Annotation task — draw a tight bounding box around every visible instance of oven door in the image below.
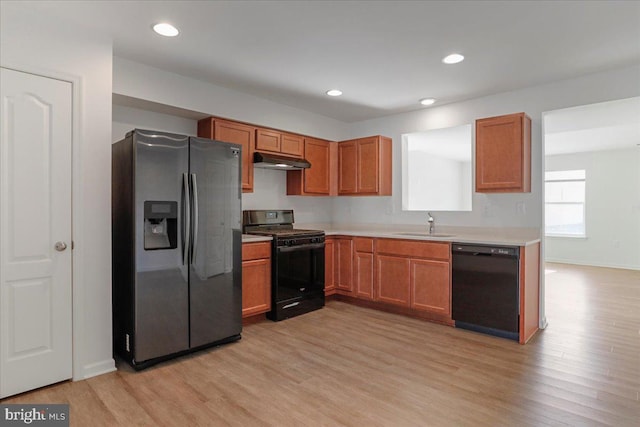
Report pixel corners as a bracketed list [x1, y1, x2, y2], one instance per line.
[274, 242, 325, 303]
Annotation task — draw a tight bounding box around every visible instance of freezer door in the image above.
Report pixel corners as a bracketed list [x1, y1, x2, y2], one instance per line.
[134, 130, 190, 362]
[189, 137, 243, 348]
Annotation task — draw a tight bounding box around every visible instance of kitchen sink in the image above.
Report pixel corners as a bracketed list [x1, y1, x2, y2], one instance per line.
[394, 232, 456, 238]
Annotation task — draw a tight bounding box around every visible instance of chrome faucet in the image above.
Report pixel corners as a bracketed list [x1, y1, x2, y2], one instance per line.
[427, 212, 435, 234]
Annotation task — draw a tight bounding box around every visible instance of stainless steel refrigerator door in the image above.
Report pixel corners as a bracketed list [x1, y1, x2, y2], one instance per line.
[134, 130, 190, 362]
[188, 138, 242, 348]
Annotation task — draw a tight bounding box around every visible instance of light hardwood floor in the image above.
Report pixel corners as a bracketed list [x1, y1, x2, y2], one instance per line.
[2, 263, 639, 426]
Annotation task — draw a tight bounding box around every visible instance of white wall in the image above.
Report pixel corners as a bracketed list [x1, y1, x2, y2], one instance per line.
[1, 6, 115, 378]
[339, 65, 640, 228]
[545, 148, 640, 270]
[243, 169, 334, 223]
[113, 57, 350, 142]
[112, 104, 198, 140]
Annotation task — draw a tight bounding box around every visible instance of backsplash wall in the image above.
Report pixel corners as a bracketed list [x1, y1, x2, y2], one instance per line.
[242, 168, 333, 224]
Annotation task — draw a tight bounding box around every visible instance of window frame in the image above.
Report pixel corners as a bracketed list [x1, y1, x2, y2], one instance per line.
[544, 170, 587, 238]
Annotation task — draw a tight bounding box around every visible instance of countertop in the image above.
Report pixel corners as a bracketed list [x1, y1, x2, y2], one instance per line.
[295, 223, 541, 247]
[241, 234, 273, 243]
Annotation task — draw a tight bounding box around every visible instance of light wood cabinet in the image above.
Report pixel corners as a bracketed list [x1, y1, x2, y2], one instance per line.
[198, 118, 255, 193]
[410, 259, 450, 315]
[476, 112, 531, 193]
[281, 133, 304, 157]
[338, 136, 392, 196]
[324, 238, 336, 296]
[241, 242, 272, 317]
[376, 255, 411, 307]
[338, 140, 358, 194]
[335, 237, 353, 294]
[354, 238, 374, 300]
[375, 239, 450, 315]
[287, 138, 337, 196]
[256, 127, 304, 158]
[256, 128, 281, 153]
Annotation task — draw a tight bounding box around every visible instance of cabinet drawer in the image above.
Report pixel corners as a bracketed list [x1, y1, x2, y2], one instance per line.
[256, 129, 281, 153]
[354, 237, 374, 253]
[376, 239, 450, 261]
[281, 133, 303, 157]
[242, 242, 272, 261]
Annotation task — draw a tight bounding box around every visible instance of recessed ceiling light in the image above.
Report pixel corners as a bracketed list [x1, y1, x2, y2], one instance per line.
[153, 23, 179, 37]
[420, 98, 436, 106]
[442, 53, 464, 64]
[326, 89, 343, 97]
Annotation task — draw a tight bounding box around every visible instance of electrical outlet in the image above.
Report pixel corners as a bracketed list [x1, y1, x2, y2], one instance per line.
[516, 202, 526, 215]
[482, 205, 493, 217]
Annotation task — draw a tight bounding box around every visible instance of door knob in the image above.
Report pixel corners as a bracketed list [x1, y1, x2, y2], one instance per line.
[55, 241, 67, 252]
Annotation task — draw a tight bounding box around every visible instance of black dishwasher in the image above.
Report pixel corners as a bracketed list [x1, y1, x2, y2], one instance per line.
[452, 243, 519, 340]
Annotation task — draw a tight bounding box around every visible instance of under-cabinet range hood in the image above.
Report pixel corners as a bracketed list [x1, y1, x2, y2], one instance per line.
[253, 152, 311, 170]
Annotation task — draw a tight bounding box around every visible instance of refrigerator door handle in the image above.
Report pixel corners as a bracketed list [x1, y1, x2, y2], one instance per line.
[190, 173, 199, 263]
[182, 172, 190, 265]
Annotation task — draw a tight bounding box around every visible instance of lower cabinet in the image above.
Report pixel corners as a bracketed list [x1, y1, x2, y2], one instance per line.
[324, 238, 336, 295]
[410, 258, 450, 316]
[354, 238, 374, 300]
[374, 239, 451, 316]
[335, 237, 353, 294]
[241, 242, 272, 318]
[328, 236, 452, 320]
[376, 255, 410, 306]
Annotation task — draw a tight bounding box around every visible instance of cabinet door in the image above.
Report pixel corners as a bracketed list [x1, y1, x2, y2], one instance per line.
[355, 252, 374, 300]
[335, 238, 353, 293]
[212, 119, 255, 192]
[338, 141, 358, 194]
[475, 113, 531, 193]
[410, 259, 450, 315]
[242, 258, 271, 317]
[281, 133, 304, 157]
[256, 128, 281, 153]
[324, 238, 336, 295]
[375, 255, 410, 307]
[357, 137, 379, 193]
[304, 138, 331, 194]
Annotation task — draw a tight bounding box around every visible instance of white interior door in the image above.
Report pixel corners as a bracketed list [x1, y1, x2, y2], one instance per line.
[0, 67, 73, 398]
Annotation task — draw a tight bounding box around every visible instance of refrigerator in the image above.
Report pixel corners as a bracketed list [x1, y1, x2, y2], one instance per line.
[112, 129, 242, 369]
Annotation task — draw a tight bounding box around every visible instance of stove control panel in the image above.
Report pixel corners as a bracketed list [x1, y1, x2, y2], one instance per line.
[277, 235, 325, 247]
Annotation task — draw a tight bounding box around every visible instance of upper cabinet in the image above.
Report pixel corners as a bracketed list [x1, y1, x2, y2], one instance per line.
[287, 137, 337, 196]
[198, 117, 255, 193]
[338, 135, 392, 196]
[256, 127, 304, 158]
[475, 112, 531, 193]
[198, 115, 392, 197]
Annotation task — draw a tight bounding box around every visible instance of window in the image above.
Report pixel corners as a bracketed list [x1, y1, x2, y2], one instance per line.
[545, 170, 586, 237]
[401, 124, 472, 211]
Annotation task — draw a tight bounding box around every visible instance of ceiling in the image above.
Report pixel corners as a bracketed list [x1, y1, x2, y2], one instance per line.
[545, 97, 640, 155]
[6, 1, 640, 122]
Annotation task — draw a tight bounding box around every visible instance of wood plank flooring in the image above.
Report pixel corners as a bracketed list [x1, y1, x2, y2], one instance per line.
[2, 263, 639, 426]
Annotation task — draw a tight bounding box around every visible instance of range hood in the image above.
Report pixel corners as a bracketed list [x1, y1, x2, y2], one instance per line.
[253, 152, 311, 170]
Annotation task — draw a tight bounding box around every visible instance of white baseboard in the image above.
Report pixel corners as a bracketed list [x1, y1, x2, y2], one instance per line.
[544, 258, 640, 271]
[80, 358, 116, 380]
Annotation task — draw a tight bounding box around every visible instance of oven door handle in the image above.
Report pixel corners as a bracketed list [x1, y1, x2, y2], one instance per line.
[277, 242, 325, 253]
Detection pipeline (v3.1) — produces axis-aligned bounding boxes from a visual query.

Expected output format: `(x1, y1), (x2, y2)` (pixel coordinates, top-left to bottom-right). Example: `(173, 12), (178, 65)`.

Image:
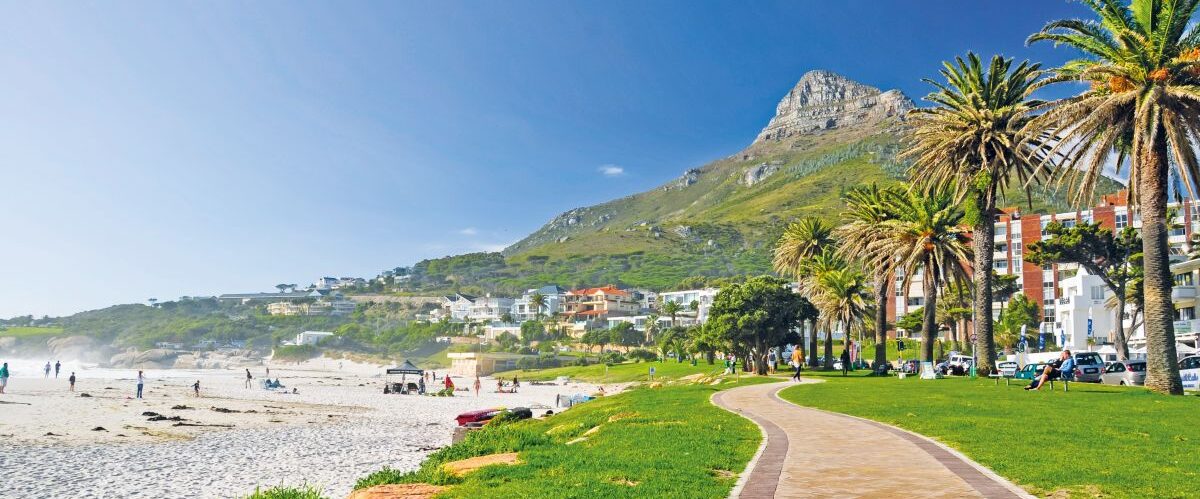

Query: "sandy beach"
(0, 357), (602, 498)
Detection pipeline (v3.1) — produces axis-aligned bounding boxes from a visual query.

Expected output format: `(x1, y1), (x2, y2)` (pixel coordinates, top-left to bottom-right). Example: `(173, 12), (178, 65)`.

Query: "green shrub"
(243, 484), (325, 499)
(627, 349), (658, 362)
(486, 410), (523, 427)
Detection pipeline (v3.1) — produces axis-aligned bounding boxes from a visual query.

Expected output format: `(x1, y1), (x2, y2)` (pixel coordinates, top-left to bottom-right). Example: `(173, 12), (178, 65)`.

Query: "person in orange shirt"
(790, 347), (804, 381)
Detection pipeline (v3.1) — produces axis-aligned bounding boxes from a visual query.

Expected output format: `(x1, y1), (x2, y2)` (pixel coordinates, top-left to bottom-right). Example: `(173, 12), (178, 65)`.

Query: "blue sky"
(0, 1), (1090, 317)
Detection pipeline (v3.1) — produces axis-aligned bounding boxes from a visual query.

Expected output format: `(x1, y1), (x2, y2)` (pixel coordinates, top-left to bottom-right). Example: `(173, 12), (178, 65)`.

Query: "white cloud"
(458, 227), (478, 236)
(598, 164), (625, 177)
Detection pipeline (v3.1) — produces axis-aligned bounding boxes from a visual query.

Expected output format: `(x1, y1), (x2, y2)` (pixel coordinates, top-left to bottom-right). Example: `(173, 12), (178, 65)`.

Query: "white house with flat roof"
(293, 331), (334, 346)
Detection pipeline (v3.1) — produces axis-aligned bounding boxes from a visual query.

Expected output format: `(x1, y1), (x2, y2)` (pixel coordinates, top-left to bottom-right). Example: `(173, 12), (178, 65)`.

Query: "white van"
(948, 354), (973, 368)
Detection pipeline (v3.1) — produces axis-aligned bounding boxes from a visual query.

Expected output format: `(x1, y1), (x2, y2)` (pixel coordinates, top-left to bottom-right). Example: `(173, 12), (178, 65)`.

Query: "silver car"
(997, 361), (1018, 377)
(1072, 352), (1106, 382)
(1100, 360), (1147, 386)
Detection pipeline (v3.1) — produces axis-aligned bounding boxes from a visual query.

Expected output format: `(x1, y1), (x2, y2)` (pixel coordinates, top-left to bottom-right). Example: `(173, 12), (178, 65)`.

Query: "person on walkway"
(44, 361), (51, 378)
(840, 349), (850, 376)
(68, 372), (76, 392)
(1, 362), (10, 394)
(55, 361), (61, 378)
(265, 366), (270, 378)
(790, 347), (804, 381)
(768, 350), (777, 374)
(136, 370), (145, 399)
(1026, 350), (1072, 391)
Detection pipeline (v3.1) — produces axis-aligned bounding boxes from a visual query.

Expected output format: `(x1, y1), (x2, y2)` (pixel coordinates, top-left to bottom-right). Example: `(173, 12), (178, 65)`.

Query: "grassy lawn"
(778, 372), (1199, 498)
(355, 377), (777, 498)
(494, 359), (732, 383)
(0, 326), (65, 338)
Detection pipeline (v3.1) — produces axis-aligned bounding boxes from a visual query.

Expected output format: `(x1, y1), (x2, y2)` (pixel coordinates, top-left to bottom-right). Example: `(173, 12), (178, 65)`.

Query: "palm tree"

[Description of the task] Lines with "ceiling": return each one from the data above.

[Result of this exercise]
Annotation task — draw a tight bounding box around every visible instance of recessed ceiling light in the image above.
Annotation task — draw a tight bounding box around every visible instance of ceiling in the image above.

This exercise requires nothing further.